**Written problem**.
How many lines in the entries below contain the word "windblown"? Treat uppercase and lowercase as different, and give only the number.

**The records**.
____
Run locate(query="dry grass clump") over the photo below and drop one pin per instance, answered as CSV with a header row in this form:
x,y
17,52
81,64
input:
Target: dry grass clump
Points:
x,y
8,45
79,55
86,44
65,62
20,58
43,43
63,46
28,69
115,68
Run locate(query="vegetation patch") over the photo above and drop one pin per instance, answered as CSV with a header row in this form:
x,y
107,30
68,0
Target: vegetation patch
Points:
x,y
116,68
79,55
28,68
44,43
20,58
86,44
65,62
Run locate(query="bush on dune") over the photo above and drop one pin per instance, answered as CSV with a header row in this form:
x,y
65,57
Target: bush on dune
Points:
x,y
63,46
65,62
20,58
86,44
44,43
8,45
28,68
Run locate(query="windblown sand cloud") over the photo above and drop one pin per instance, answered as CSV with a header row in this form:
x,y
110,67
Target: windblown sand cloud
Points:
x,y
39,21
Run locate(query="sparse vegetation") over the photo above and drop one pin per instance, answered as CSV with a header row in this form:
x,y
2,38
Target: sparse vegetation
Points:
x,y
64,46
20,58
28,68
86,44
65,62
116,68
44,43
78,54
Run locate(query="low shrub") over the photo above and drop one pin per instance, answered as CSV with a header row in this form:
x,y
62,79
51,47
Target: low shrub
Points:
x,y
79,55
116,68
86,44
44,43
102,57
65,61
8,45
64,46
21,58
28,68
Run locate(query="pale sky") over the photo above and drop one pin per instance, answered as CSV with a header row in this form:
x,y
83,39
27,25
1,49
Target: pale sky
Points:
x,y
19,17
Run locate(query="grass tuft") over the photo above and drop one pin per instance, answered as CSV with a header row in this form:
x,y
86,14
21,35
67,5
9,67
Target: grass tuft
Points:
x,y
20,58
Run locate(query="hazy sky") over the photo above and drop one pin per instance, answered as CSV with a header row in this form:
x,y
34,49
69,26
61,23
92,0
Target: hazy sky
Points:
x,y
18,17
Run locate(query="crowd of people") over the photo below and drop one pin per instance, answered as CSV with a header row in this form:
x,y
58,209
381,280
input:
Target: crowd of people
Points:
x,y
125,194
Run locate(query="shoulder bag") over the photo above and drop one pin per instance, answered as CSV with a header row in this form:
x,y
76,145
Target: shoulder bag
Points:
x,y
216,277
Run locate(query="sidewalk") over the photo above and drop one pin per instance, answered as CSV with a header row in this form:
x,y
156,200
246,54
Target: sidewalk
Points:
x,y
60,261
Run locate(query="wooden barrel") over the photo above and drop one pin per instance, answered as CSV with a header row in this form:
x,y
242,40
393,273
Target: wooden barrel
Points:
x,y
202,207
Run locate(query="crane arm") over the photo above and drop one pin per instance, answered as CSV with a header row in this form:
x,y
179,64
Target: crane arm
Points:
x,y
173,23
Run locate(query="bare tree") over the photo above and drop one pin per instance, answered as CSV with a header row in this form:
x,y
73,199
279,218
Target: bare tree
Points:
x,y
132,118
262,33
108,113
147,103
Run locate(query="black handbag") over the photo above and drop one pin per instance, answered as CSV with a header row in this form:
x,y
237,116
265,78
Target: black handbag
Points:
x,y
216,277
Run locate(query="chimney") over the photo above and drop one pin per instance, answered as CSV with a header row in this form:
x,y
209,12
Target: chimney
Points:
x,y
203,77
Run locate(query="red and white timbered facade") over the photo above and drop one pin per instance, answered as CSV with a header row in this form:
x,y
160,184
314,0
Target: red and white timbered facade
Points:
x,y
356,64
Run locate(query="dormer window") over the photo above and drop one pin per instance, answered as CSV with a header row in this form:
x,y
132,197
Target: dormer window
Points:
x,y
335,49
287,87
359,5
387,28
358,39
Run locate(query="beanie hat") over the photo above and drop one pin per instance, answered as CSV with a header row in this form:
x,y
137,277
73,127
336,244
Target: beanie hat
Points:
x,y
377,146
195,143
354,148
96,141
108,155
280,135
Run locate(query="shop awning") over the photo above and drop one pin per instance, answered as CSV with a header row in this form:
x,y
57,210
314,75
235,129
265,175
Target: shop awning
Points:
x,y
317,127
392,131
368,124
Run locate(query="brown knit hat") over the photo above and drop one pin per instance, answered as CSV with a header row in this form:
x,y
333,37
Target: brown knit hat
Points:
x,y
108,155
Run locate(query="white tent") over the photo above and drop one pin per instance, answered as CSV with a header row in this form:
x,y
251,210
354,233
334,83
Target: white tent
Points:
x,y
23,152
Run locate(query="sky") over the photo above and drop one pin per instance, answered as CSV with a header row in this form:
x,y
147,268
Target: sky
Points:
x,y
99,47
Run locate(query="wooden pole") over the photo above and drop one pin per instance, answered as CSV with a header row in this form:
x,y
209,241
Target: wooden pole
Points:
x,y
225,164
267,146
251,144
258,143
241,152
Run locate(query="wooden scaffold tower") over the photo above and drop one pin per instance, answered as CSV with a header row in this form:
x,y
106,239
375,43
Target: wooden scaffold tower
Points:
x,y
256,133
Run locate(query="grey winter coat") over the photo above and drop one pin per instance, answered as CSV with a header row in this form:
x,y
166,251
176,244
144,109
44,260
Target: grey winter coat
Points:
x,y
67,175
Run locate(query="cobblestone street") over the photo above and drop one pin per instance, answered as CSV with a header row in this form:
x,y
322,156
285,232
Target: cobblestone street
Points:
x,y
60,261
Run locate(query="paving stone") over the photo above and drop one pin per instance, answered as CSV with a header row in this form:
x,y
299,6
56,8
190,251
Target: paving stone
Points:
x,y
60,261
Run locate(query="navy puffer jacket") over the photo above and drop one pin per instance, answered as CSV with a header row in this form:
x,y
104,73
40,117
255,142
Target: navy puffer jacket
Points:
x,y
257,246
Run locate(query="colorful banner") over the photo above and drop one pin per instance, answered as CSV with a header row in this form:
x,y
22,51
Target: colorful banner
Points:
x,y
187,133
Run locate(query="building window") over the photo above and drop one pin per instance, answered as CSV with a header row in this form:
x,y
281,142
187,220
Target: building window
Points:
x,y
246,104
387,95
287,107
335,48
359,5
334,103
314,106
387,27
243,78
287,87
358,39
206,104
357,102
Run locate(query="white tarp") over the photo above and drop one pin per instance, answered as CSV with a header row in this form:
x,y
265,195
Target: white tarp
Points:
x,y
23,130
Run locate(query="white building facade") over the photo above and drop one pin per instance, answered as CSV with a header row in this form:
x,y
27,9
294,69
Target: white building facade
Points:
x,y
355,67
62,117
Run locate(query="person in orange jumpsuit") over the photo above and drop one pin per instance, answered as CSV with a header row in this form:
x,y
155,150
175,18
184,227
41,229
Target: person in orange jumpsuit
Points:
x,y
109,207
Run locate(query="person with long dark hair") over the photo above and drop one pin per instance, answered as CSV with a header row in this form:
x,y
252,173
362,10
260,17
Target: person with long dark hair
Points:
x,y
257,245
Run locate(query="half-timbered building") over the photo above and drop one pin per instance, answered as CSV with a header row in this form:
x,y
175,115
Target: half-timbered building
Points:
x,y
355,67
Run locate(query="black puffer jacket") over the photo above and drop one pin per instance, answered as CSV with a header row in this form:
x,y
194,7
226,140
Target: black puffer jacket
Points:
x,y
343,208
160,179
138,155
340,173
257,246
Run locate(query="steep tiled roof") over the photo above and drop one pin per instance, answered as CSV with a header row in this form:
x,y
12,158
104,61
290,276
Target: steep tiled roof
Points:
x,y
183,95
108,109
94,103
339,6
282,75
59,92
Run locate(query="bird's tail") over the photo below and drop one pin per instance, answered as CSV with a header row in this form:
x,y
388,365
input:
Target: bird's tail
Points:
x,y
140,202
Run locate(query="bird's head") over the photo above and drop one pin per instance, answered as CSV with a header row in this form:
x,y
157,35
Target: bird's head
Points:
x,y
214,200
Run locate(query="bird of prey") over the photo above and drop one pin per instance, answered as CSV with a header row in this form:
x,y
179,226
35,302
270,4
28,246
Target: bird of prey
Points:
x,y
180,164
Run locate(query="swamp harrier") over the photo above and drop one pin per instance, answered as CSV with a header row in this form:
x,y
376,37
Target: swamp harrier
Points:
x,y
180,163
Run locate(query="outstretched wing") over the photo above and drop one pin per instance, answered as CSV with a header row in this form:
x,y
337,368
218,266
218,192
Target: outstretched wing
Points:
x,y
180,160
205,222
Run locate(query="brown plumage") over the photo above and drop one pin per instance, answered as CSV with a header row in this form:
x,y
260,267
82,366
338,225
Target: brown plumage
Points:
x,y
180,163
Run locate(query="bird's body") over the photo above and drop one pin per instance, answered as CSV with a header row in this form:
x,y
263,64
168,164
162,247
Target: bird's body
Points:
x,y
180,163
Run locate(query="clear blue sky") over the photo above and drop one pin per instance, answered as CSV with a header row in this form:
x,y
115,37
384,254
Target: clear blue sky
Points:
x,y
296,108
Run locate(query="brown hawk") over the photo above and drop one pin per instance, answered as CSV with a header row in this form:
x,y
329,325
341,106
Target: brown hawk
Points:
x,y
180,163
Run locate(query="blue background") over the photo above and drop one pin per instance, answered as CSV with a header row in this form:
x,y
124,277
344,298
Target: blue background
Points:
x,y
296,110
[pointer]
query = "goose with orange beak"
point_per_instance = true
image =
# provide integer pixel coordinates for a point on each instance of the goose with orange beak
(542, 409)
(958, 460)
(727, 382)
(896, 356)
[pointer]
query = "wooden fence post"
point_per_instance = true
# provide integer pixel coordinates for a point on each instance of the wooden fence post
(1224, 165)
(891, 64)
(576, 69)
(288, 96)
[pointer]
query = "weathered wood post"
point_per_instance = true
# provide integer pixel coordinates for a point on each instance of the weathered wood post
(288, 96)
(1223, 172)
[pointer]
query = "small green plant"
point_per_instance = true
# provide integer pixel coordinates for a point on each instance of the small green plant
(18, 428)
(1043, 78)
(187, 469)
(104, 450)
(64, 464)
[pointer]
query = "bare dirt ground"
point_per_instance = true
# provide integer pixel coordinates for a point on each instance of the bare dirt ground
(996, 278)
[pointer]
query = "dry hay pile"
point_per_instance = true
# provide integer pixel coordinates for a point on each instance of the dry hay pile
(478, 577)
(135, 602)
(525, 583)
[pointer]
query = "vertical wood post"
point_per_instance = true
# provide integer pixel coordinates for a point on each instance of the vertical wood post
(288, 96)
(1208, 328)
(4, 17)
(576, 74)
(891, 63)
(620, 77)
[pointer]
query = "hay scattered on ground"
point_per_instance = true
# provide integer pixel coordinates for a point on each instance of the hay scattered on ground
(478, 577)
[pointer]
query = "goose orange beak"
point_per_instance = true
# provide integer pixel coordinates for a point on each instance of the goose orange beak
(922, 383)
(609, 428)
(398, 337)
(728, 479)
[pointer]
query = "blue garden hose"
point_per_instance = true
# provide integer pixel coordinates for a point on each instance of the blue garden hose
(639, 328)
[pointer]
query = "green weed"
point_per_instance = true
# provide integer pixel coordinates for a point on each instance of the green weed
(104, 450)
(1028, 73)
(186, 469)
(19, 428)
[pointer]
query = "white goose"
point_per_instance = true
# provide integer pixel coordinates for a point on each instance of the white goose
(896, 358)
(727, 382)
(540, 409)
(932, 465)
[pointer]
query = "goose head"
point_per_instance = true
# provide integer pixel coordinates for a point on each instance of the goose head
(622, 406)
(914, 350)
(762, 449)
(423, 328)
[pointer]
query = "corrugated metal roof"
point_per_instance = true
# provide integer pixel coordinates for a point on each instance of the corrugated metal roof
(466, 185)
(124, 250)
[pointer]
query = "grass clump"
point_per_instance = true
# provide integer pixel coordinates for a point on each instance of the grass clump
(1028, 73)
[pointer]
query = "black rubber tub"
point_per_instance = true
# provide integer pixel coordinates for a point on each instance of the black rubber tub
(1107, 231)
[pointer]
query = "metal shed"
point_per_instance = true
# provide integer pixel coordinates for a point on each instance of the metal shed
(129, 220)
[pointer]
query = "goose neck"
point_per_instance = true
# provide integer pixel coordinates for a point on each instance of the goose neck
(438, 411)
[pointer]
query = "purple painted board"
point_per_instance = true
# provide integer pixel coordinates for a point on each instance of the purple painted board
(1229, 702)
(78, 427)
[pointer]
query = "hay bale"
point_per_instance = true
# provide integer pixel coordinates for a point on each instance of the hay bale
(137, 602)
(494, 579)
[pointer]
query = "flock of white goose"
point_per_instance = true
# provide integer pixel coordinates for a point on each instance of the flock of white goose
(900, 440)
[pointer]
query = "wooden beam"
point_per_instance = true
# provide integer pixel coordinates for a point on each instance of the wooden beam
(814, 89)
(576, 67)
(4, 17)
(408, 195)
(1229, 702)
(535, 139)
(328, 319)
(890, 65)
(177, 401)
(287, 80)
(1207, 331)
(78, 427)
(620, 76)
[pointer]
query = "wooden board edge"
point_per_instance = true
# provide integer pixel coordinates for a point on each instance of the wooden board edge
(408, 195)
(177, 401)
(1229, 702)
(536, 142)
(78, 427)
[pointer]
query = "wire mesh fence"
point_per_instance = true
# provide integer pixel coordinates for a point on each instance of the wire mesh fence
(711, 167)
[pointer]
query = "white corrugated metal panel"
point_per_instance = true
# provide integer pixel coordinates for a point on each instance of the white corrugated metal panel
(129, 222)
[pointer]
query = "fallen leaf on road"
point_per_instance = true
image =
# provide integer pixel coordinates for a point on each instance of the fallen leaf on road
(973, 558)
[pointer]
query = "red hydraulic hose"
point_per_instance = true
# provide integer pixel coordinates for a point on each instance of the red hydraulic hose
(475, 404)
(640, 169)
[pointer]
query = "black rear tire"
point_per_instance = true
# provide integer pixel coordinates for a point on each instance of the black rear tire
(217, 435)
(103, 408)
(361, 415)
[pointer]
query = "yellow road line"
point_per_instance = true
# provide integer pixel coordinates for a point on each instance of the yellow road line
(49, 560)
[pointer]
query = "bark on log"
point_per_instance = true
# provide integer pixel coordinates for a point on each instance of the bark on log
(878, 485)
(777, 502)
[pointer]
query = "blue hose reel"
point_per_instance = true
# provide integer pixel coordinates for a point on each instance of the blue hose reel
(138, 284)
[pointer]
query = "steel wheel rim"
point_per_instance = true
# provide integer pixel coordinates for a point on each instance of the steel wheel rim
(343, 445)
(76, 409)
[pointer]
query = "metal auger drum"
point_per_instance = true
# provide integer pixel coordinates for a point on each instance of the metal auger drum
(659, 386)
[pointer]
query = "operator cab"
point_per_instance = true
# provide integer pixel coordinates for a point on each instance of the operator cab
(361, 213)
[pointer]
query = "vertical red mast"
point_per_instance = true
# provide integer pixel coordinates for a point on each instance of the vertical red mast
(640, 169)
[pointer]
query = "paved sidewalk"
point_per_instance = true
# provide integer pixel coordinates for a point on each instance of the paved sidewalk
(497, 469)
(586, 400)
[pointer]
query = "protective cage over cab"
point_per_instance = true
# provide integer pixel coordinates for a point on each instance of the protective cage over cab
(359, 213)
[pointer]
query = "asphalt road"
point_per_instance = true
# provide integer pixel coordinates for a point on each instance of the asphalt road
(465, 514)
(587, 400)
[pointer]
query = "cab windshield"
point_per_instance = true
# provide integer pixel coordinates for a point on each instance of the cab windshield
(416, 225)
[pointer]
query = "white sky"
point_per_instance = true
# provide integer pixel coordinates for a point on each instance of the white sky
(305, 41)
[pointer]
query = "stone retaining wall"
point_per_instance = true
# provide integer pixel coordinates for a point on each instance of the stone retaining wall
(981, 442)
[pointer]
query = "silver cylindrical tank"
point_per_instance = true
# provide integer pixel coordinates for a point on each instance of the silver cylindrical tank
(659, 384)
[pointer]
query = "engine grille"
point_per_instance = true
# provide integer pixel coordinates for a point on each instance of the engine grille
____
**Answer to this problem**.
2